⟨
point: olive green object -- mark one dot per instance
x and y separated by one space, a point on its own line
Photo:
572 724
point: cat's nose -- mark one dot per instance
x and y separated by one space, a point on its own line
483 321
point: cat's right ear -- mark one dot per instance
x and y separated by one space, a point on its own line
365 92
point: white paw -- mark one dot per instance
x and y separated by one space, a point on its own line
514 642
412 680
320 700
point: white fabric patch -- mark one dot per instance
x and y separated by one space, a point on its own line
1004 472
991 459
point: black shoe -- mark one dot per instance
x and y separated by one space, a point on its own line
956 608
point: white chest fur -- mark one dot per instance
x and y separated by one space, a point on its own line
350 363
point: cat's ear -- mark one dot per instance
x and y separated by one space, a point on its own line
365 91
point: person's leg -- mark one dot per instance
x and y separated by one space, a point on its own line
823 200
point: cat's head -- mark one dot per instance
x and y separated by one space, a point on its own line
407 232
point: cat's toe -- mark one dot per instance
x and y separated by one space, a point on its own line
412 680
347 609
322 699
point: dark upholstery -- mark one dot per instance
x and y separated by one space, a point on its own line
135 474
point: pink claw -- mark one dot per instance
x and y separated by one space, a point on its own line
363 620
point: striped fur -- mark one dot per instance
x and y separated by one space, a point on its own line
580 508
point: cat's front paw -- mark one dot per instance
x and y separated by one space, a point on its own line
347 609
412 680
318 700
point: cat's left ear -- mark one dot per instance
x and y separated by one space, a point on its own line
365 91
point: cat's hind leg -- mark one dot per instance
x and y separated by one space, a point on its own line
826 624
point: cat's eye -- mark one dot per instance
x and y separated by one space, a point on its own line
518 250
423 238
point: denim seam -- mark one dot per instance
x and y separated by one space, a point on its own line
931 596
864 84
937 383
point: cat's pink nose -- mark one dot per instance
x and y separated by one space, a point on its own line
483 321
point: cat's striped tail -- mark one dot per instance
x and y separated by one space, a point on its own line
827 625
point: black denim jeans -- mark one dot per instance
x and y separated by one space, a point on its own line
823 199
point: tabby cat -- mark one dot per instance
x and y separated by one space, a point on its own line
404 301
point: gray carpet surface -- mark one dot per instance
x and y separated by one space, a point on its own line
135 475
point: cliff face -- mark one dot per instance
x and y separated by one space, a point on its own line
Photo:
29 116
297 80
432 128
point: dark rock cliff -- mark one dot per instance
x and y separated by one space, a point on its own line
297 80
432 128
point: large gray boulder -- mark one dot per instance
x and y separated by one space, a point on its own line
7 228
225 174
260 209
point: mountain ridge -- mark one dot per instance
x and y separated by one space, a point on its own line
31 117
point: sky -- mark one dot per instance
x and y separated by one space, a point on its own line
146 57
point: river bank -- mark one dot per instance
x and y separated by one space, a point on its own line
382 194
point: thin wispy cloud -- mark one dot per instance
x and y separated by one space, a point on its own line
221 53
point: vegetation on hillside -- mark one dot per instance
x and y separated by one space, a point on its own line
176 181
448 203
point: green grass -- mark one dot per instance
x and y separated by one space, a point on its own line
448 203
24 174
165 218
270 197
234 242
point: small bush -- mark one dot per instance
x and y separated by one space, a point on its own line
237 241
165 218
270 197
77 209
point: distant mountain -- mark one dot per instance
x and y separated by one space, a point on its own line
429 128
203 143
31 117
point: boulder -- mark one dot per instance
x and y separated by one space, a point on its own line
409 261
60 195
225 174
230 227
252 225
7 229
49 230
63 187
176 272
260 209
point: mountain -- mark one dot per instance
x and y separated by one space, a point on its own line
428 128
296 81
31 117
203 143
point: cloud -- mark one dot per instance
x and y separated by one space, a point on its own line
⟩
#### Assignment:
Each entry above is to be repeated exactly as it appears.

#### Task solution:
point: olive green object -- mark one dot per instance
x and y separated by one space, a point on its own line
Photo:
572 724
point: cat's nose -- mark one dot per instance
x and y separated by one space, a point on its own line
483 321
point: cat's right ear -- mark one dot per instance
x and y separated by one space, a point on its own line
365 92
point: white paw -- mark one dot per instance
x and y separated by one space, a point on its own line
514 642
412 680
320 700
point: white fabric patch -- mark one dot per instance
x and y separated by one space, a point on its own line
1004 472
991 459
point: black shoe -- mark one dot per instance
x and y separated by one space, a point on its own line
956 608
point: white chest fur -- mark one dot per instance
x and y separated by one space, a point on its own line
350 363
point: cat's ear -- mark one dot per instance
x and y separated by one space, a point on its own line
365 91
point: person's leg -- mark one dot per instance
x and y separated by one space, a point on its own line
823 200
point: cat's head -- mark one dot per instance
x and y separated by one space, a point on its own line
407 232
point: cat's toe -- mark one dot per instance
x and y separated by one space, a point on its own line
412 680
347 609
322 699
point: dark upholstery -- mark one dot per instance
x and y separated by one space, a point on its own line
135 474
point: pink claw -- mark one dot per instance
x and y separated by one space, a point on its own line
363 620
point: striped fur -- mark one dot per instance
x and y separated by one space, a point on its own line
580 508
point: cat's front paw -- mark one dot per instance
x and y separated by one space, a point on its own line
347 609
412 680
318 700
point: cat's left ear -- mark one dot per instance
x and y separated by one space, a point on its own line
365 91
point: cat's hind leg -- mark one dot per instance
x and y separated by one space, a point on its own line
826 624
point: cat's eye -- mark one dot per instance
x and y separated by one space, a point on its own line
518 250
423 238
point: denim seam -- mark one dot per instance
x and y separated by one space, a point on its own line
931 596
864 84
937 383
point: cat's pink nose -- mark one dot per instance
x and y separated by one space, a point on its own line
483 321
point: cat's striped tail -- mark one dot per instance
x and y separated by one space, a point on its own line
827 625
point: black denim jeans -- mark one dot per instance
x and y separated by one space, a point on its own line
823 199
point: tabby cat -- mark one dot per instance
x and y separated by one space, a point on its own line
404 301
point: gray carpet surface -- mark one dot per instance
x and y separated by one space, a point on its own line
135 475
point: cliff face -- mark one dot per instance
x and y separated by one space, a point on its own line
Photo:
29 116
297 80
432 128
point: dark rock cliff -- mark one dot per instance
x and y separated by one space, a point on its own line
297 80
432 128
point: large gray boulder -- mark one dot per instance
x and y separated by one space, a point on its own line
7 228
225 174
260 209
point: mountain ridge -- mark one dot per instance
x and y separated by one space, a point on its own line
31 117
point: sky -- mark one dot per instance
x and y separated by one space, a point on its own line
146 57
point: river bank -- mark one dot per instance
x and y separated by one space, a point on its own line
382 194
point: thin wispy cloud -- mark one dot per instance
x and y separated by one space, a point on its own line
221 53
point: vegetation on hillside -- mark one dot per instance
x and y separated by one space, a point on its own line
176 181
448 203
point: green grass -- mark one dot per instance
x and y separated by one space, a point on its own line
448 203
24 174
165 218
270 197
234 242
point: small bush -- mark one dot per instance
x and y separated by one space, a point on its own line
237 241
165 218
270 197
77 209
point: distant mountain -- mark one dot per instance
x and y separated by one space, a point on its own line
429 128
203 143
31 117
point: boulder -- mark one dot per instance
x and y separated by one space, a point on its own line
409 261
60 195
225 174
230 227
252 225
7 229
49 230
63 187
176 272
260 209
point: mountain -- mark one dot per instance
x and y separated by one space, a point on its own line
428 128
296 81
31 117
203 143
point: cloud -- mark one dot per instance
x and y separated by one space, a point on its own line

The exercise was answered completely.